# Start of DATASET RECORDS

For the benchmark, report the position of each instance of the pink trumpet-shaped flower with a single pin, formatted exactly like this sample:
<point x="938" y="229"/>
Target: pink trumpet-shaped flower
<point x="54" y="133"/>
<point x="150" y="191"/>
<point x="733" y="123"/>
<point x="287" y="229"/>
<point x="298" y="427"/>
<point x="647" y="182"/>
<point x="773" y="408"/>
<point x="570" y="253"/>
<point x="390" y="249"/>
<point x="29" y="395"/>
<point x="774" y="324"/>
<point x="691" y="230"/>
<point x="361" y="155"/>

# End of DATASET RECORDS

EXERCISE REQUIREMENTS ::
Please repeat the listing exactly, with nothing left out.

SOLUTION FOR THIS TASK ::
For the benchmark, report the position of each instance of the pink trumpet-shaped flower with a single pin, formatted exactly like this sample:
<point x="938" y="229"/>
Target: pink trumpet-shaped flower
<point x="54" y="133"/>
<point x="150" y="191"/>
<point x="733" y="123"/>
<point x="287" y="229"/>
<point x="298" y="427"/>
<point x="647" y="182"/>
<point x="773" y="408"/>
<point x="570" y="253"/>
<point x="390" y="249"/>
<point x="29" y="395"/>
<point x="774" y="324"/>
<point x="691" y="230"/>
<point x="361" y="155"/>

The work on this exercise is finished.